_GIVEN EXERCISE A_: Please report each line of the records below that contains the string "horizon".

== SELECTED TEXT

While I was in New York this weekend to see the Chinese Art Exhibition at the Met, I took a walk through Central Park and made a curious observation. Of the many regulatory signs that I saw in the park, the only one that I found that was also written in Chinese was the attached "No Smoking within the Park" sign. I saw numerous other signs written only in English such as "Do not Walk on the Grass," but this one stuck out to me.

The Chinese on the sign says:

Zài gōngyuán lǐ jìnzhǐ xīyān 在公園裏禁止吸煙
("it is forbidden to smoke inside the park")

Note that the writing is in traditional characters. In simplified characters the sign would look like this:

在公园里禁止吸烟

I asked several graduate students from China what they thought of the language on this sign. One of them replied thus: "I think the language is soft and friendly comparing to those signs in China."

I agree with him. As to what makes this sign seem less peremptory than comparable signs in China, I think that it is the inclusion of the location where you're not supposed to smoke at the beginning of the notice. Although the language of this sign, which is a direct and accurate translation from the English, is grammatically correct, I doubt that you would ever find such wording on a sign in China.

[Thanks to Fangyi Cheng]



29 Comments

  1. Victor Mair said,

    November 9, 2015 @ 11:42 pm

    Another graduate student wrote to say that, although the wording on the sign is correct, she preferred the following readings:

    gōngyuán lǐ jìnzhǐ xīyān 公园里禁止吸烟

    jìnzhǐ zài gōngyuán lǐ xīyān 禁止在公园里吸烟

    The meaning of all three is roughly the same, though with slightly different nuances.

  2. Ye said,

    November 10, 2015 @ 12:17 am

    I agree with the graduate student you cite in the first comment. My first thought upon seeing the sign was: "why zài?" It would be more natural (to me) without that particle.

    And I concur that the language is quite friendly compared to standard Chinese signs.

  3. Laura Morland said,

    November 10, 2015 @ 12:45 am

    Victor Mair,

    For those of us unversed in Chinese language(s), could you please give a translation of

    gōngyuán lǐ jìnzhǐ xīyān 公园里禁止吸烟

    jìnzhǐ zài gōngyuán lǐ xīyān 禁止在公园里吸烟

    As well, what is the "zài" of which Ye speaks?

  4. Doctor Science said,

    November 10, 2015 @ 1:20 am

    Is the "friendliness" of the NYC sign translatable? Do you think the friendly tone is deliberate, or does it come from the English-to-Chinese translation process?

  5. vivian said,

    November 10, 2015 @ 1:52 am

    I agree that the following two are more natural.

====
== AVAILABLE RECORDS

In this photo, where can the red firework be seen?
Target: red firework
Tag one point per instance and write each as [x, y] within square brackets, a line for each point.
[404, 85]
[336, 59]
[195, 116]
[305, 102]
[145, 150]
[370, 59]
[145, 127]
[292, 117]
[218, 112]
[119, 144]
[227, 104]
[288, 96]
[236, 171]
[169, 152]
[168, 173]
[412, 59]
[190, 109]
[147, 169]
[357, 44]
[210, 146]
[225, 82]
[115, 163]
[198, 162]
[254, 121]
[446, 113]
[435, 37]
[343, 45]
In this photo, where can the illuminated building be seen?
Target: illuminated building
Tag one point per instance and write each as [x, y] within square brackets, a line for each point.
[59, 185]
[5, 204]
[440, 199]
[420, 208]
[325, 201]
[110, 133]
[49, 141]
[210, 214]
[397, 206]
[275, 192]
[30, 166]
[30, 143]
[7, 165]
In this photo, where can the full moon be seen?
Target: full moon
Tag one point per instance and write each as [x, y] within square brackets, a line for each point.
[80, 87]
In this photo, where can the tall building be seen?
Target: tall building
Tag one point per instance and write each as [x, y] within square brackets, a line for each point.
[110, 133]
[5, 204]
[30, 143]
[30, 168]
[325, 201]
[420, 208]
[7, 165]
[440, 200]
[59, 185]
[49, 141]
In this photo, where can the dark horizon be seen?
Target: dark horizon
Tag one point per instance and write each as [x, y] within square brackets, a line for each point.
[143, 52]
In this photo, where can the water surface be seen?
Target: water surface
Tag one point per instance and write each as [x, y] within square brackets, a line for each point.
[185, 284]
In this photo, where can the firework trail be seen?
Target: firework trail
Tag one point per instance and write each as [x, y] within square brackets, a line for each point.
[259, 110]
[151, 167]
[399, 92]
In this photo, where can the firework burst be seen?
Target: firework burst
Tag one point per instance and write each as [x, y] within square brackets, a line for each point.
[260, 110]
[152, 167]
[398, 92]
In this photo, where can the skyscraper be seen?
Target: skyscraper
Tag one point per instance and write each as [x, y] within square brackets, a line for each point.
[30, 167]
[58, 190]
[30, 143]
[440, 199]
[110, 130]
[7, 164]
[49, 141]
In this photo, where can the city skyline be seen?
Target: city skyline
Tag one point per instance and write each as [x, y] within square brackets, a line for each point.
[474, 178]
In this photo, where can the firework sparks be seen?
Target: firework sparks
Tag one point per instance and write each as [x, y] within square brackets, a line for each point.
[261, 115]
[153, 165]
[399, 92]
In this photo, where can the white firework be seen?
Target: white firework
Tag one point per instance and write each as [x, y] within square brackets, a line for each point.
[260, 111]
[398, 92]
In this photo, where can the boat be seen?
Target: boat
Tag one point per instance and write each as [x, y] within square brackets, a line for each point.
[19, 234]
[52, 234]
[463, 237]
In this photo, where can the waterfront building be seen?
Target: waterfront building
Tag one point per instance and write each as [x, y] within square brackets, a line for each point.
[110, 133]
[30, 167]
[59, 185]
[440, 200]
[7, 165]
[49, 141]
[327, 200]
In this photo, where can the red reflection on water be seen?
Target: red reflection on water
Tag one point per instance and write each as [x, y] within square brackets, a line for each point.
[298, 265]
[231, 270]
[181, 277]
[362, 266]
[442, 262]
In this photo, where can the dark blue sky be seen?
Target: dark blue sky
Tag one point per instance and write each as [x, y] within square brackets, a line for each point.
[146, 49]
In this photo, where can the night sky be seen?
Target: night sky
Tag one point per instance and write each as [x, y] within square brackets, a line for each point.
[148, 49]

====

_GIVEN EXERCISE B_: Decide whether each statement agrees with the post above about the Central Park sign. Answer yes or no for each and quote the words of the post that settle it. (i) The sign is written in simplified characters. (ii) The "No Smoking within the Park" sign was the only regulatory sign the writer found in the park that was also written in Chinese. (iii) A graduate student from China found the language of the sign harsher than that of signs in China.

_TASK OUTPUT A_:
In this photo, where can the dark horizon be seen?
Target: dark horizon

_TASK OUTPUT B_:
(i) No: "Note that the writing is in traditional characters."
(ii) Yes: "the only one that I found that was also written in Chinese was the attached "No Smoking within the Park" sign."
(iii) No: "I think the language is soft and friendly comparing to those signs in China."